▶ [Problem description]: A single stretch of the material below is to be transcribed exactly, starting at the line with "x=132, y=44" and ending after the line with "task | put a marker on each instance of the thatched".

▶ [Recorded information]:
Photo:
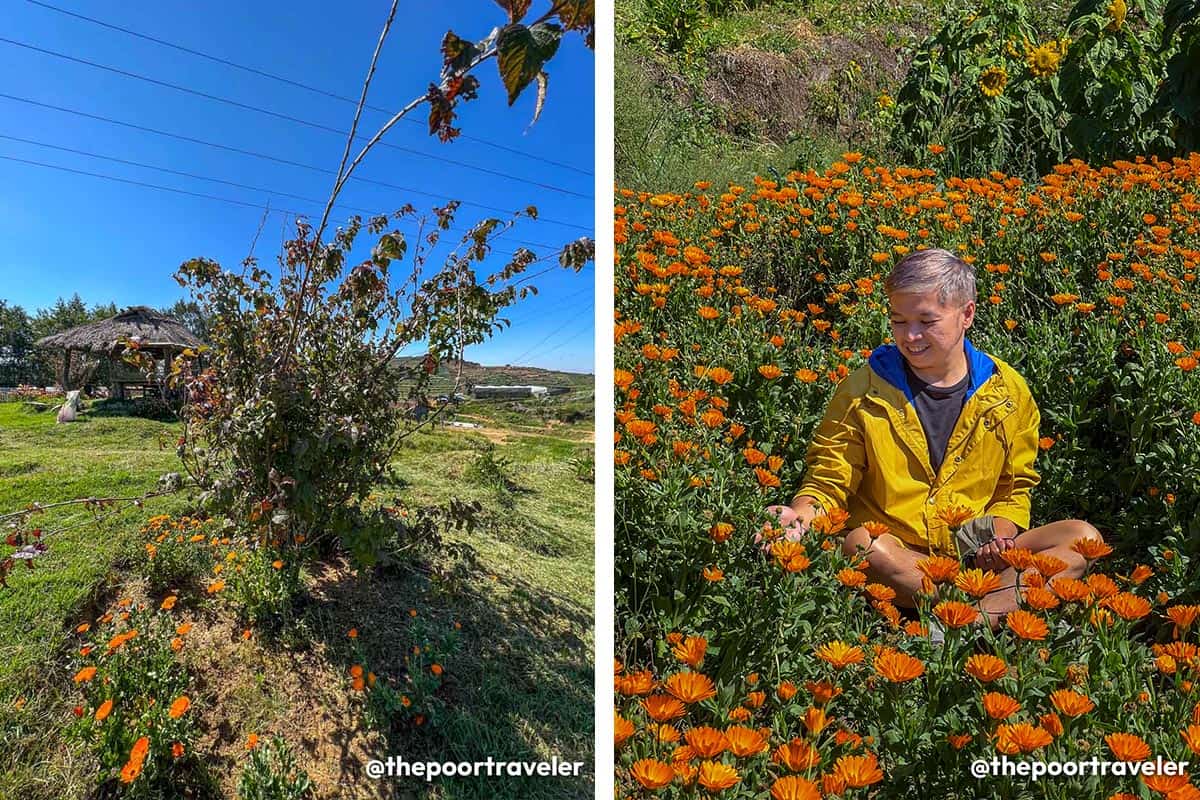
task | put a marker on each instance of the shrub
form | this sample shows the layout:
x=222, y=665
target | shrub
x=135, y=713
x=271, y=774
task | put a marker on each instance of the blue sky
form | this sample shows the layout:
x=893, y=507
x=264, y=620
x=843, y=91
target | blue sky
x=108, y=241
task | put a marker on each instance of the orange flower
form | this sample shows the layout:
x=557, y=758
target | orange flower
x=955, y=614
x=939, y=569
x=622, y=728
x=1071, y=703
x=1026, y=625
x=1071, y=590
x=744, y=741
x=1000, y=707
x=179, y=708
x=985, y=668
x=977, y=583
x=691, y=651
x=706, y=741
x=1021, y=738
x=851, y=578
x=652, y=774
x=663, y=708
x=792, y=787
x=899, y=667
x=1127, y=747
x=858, y=770
x=720, y=531
x=769, y=371
x=840, y=655
x=798, y=756
x=690, y=686
x=717, y=777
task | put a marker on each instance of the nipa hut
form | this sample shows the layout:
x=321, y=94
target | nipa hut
x=156, y=334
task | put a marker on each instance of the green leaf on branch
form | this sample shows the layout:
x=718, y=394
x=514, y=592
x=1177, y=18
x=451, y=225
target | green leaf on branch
x=522, y=52
x=456, y=53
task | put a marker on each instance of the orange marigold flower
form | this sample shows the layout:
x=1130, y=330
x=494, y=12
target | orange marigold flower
x=179, y=708
x=858, y=770
x=1026, y=625
x=1127, y=747
x=690, y=686
x=792, y=787
x=715, y=776
x=663, y=708
x=797, y=756
x=652, y=774
x=899, y=667
x=1000, y=707
x=840, y=655
x=744, y=741
x=1071, y=703
x=1021, y=738
x=977, y=583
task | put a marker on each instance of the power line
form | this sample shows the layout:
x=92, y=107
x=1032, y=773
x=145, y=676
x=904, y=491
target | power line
x=215, y=180
x=270, y=157
x=202, y=194
x=288, y=118
x=293, y=83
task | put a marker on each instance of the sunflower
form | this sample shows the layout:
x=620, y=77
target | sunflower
x=993, y=82
x=1044, y=59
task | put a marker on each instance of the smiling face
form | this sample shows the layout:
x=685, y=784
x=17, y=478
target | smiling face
x=929, y=332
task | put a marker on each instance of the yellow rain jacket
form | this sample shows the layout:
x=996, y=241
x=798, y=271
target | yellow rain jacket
x=870, y=457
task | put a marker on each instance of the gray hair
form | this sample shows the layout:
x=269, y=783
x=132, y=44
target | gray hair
x=928, y=270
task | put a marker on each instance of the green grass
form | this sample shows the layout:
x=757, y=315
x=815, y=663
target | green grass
x=521, y=684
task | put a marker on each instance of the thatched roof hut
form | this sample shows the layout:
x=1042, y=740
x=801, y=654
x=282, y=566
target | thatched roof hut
x=155, y=332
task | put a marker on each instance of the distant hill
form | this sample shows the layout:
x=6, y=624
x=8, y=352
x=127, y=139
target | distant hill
x=508, y=376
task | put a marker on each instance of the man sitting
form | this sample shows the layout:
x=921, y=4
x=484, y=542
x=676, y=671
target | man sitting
x=930, y=423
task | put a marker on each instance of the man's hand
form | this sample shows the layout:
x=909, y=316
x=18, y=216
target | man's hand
x=989, y=555
x=793, y=519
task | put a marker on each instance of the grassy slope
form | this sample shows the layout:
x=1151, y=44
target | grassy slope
x=666, y=139
x=521, y=683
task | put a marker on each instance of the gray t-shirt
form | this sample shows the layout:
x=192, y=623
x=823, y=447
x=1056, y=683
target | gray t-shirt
x=937, y=408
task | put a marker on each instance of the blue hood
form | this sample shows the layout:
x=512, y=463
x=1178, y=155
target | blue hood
x=888, y=364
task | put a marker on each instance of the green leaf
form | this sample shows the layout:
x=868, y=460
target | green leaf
x=522, y=52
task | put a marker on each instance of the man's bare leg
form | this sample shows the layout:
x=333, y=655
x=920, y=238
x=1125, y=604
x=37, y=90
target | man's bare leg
x=889, y=563
x=1054, y=539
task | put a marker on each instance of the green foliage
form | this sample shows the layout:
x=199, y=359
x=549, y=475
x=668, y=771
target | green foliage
x=131, y=678
x=271, y=774
x=1002, y=89
x=174, y=553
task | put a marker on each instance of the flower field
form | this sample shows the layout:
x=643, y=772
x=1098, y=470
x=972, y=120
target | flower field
x=750, y=671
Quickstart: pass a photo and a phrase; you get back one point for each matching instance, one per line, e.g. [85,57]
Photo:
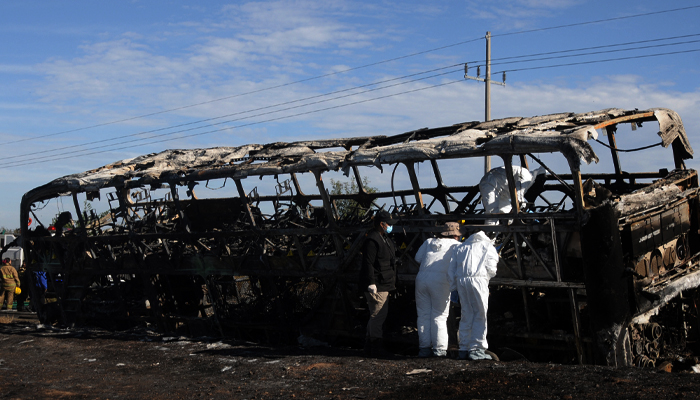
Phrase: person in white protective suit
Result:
[494,189]
[473,264]
[433,291]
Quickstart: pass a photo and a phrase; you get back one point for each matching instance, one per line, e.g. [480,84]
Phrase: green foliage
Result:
[350,209]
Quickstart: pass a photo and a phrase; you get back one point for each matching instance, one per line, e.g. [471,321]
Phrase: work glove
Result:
[454,296]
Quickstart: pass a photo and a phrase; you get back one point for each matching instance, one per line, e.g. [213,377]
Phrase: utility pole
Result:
[487,94]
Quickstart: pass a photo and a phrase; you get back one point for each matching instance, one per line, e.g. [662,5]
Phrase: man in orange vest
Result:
[10,280]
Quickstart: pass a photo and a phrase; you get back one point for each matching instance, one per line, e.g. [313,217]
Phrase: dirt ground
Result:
[40,362]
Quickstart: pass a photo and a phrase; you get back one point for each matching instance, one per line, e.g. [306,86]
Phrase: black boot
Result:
[367,351]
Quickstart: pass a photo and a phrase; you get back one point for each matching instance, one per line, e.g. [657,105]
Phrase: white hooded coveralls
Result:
[433,292]
[473,264]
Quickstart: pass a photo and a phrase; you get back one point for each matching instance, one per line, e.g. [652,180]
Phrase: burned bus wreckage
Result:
[598,267]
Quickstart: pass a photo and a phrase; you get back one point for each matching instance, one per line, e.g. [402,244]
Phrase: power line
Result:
[313,103]
[351,69]
[597,21]
[593,47]
[245,93]
[598,52]
[245,125]
[599,61]
[249,111]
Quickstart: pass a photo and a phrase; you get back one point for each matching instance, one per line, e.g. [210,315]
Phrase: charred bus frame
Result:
[589,279]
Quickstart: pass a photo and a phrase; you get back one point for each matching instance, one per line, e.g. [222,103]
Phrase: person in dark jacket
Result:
[378,278]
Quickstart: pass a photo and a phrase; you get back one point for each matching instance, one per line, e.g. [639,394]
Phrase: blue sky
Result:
[84,83]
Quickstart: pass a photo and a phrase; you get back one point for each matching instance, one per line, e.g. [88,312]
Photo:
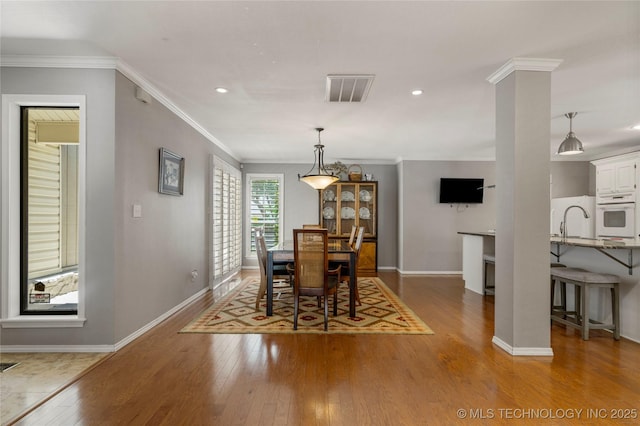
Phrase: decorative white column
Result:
[522,291]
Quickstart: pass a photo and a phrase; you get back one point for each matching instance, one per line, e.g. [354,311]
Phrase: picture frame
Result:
[171,173]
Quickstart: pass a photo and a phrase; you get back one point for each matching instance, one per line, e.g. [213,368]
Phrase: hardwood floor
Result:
[166,378]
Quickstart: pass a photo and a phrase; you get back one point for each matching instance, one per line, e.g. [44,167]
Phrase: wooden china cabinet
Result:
[345,204]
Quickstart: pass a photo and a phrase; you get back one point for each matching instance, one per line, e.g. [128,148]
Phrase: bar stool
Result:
[563,291]
[488,259]
[583,282]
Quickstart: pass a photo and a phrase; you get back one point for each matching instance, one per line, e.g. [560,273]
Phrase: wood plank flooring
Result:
[456,376]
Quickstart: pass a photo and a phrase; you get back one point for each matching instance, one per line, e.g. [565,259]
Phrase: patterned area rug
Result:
[381,312]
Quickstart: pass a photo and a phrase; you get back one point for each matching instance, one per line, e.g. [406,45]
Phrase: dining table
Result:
[338,251]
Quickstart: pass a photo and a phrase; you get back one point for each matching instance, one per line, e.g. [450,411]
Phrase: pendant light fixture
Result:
[570,145]
[319,178]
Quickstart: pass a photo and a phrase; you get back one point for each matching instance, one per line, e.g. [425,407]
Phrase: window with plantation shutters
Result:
[226,221]
[264,207]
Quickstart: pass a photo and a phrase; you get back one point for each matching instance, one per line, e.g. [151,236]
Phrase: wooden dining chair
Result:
[345,272]
[312,275]
[261,252]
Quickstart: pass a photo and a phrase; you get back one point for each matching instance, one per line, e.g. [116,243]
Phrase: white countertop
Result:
[576,241]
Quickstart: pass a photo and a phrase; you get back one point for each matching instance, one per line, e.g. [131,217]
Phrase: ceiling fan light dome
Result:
[319,178]
[570,145]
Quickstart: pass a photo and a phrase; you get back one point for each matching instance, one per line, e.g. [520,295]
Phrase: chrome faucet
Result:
[563,224]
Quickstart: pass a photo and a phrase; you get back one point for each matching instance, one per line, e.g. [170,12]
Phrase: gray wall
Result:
[155,254]
[572,178]
[99,88]
[302,205]
[429,240]
[137,269]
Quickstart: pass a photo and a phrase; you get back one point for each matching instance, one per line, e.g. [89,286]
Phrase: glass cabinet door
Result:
[366,211]
[348,208]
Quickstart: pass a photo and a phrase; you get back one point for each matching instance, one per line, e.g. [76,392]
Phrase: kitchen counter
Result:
[575,241]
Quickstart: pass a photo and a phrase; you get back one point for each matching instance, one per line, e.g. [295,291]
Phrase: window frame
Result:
[250,177]
[10,316]
[219,271]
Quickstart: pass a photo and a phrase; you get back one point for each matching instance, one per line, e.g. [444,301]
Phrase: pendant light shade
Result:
[318,177]
[570,145]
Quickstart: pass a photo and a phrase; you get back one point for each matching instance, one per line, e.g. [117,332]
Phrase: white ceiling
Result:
[274,58]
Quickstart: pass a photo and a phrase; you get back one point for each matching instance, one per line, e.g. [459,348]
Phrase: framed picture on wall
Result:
[171,175]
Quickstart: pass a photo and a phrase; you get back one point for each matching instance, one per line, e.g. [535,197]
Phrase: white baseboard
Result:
[55,348]
[521,351]
[130,338]
[429,272]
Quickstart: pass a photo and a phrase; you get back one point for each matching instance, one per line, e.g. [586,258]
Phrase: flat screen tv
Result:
[461,190]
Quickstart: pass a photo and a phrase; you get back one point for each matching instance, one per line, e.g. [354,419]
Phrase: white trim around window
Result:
[277,199]
[10,260]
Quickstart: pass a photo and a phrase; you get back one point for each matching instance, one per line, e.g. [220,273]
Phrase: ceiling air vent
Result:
[348,87]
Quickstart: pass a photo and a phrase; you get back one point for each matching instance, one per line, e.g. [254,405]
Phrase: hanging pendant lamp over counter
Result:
[318,177]
[570,145]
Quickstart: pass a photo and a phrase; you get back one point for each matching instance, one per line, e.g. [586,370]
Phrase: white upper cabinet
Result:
[616,177]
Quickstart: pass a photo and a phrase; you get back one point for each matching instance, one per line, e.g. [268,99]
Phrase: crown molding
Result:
[108,62]
[523,64]
[137,79]
[44,61]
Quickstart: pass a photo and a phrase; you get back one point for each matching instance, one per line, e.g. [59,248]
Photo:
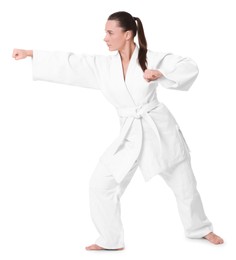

▶ [Solution to this problem]:
x=132, y=44
target | gray hair
x=928, y=270
task | put a marker on each instance of the green grass
form | this sample shows the layout:
x=757, y=315
x=815, y=663
target | green grass
x=521, y=684
task | put a marker on each instance of the thatched roof hut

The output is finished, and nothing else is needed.